◆ Extract provided:
□ □ □ □

Wilkos begins to talk about the drug raid.
“You got raided in one of the biggest drug raids ever in your state,” says Wilkos. 

Richard Akin describes what happened. “We were all inside, we hear a knock at the door,” “Everybody panics.  The police are here.  I run out the back door and they had guns on me.  I went right down in the backyard.  Andrew and the other people stayed in the house.”

“Your son says you gave him enough meth for school, during school, and after school,” says Wilkos.  “When you watch that, what do you think?  And I’ll say this for your son, when your own father is giving you meth, you have no chance.”
Richard Akin says he spent four years in prison.
Regarding his son, Andrew: “He went to juvenile detention,” says Richard Akin.  “Six months after I was convicted they sent him to rehab.  He did very well, I was so proud of him.”
“And long story short, he’s still addicted,” says Wilkos.  “At 13 years-old your son was using meth, selling meth, was a drug dealer.  And we all know how dangerous it is being a drug dealer right?”
Wilkos says Richard Akin made his son beat up drug addicts for him and held hostages in their house. “And this was another sick thing,” replies Richard Akin.  “I thought he was my partner.” 
“Do you have any remorse for this?” asks Wilkos.  Through tears, Richard Akin says, “Yeah I do.”
Wilkos asks Richard Akin what his relationship with his son is like now. “I’m enabling him,” replies Richard Akin who says he’s been clean since 2004.
“Have you ever apologized to your son?” asks Wilkos. “No,” says Richard Akin.  “I want to apologize.  I want him to get help.  I feel bad.”

□ □ □ □

◆ Task set:
**a)** In the interview with Richard Akin, how long does he say he spent in prison?
**b)** In the interview with Richard Akin, why does Wilkos say Andrew never had a chance?
**c)** Pick up the interview with Richard Akin where it stops.
The material after this point comes from a different source.

◆ Source data:
□ □ □ □

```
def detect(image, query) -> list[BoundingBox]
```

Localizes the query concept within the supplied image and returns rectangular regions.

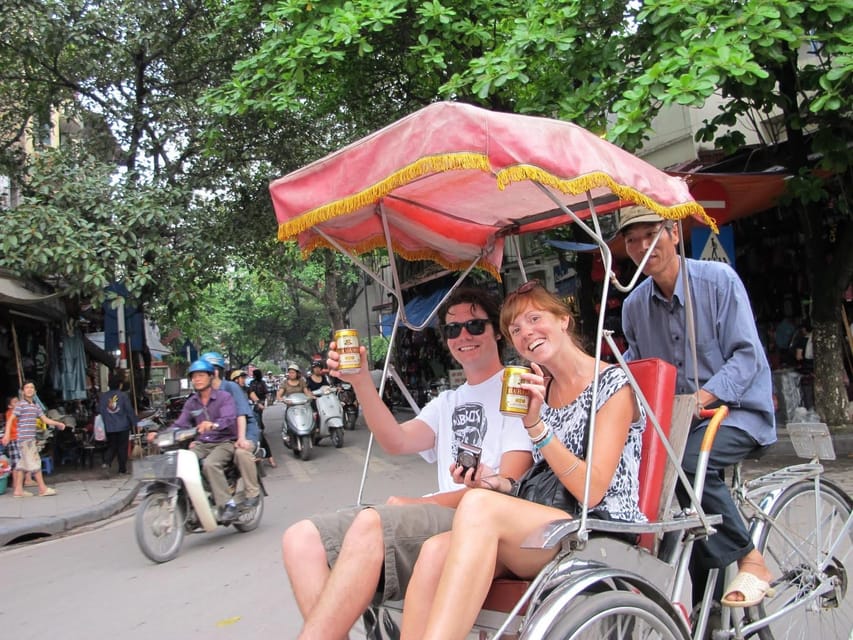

□ □ □ □

◆ Task responses:
**a)** Four years.

**b)** Wilkos says that when your own father is giving you meth, you have no chance. Richard Akin had given his son enough meth for school, during school, and after school.

**c)**
Andrew Akin says he needs to cut his dad off from enabling him.
“That’s why I’m so sick,” says Andrew Akin.  “I come to you.  You gave me money last night so I could get heroin, so I could make it to the show today.”
“Did you use heroin last night?” asks Wilkos.  “I did use heroin,” replies Andrew Akin.
“He’s been detoxing, “says Richard Akin.  “He’s been over my house, flopping like a fish.  He was really hurting and he said he needed money, so I gave it to him.

“You’ve been an addict for 10 years now and you’re 23-years-old,” says Wilkos.  “Do you blame him?”  “Absolutely,” replies Andrew Akin who begins to reminisce about his childhood.  “I had the best dad.  He’s the only person in my life who had never missed a single sporting event.”
“What did it feel like being 13-years-old, doing meth, cooking meth, carrying a gun, beating addicts up?” asks Wilkos.  “What were you going through at that time?”  “There were scary times, but I thought I was the king,” says Andrew Akin.  “I thought I ran everything around there.  I think that’s one thing that got me addicted.  I was addicted to the power.”
“Now you and your fiancée called my show,” says Wilkos.  “Why?”   Andrew Akin responds: “I’m not fit to be a parent right now.  “I know I could be a good father.  I have it in me I just need a push in the right direction and so does she.”
“This is a story that we’ve never done before,” says Wilkos.  “You got a father who gets his son hooked on meth and starts running a meth lab.  This is really a tragic story, but the good thing is you’re standing on my stage.  By standing on my stage you have a chance.”
Wilkos says that if Akin and his girlfriend don’t get off drugs they won’t be good parents.
“You called my show and you guys wanted help,” says Wilkos.  “We’re here to give you help, we’re here to give you a chance.”
Debra Joyce Gallegos, of Murrieta, CA, from an organization called “A Better Tomorrow,” comes to the stage to speak to Akin and his girlfriend. 
“We’ve had a lot of addicts come on the show.  We’ve had a lot of addicts go to A Better Tomorrow,” says Wilkos. “Some quit and they go back to where they came from, but we’ve had people who have had the most amazing recoveries and totally turned their life around.”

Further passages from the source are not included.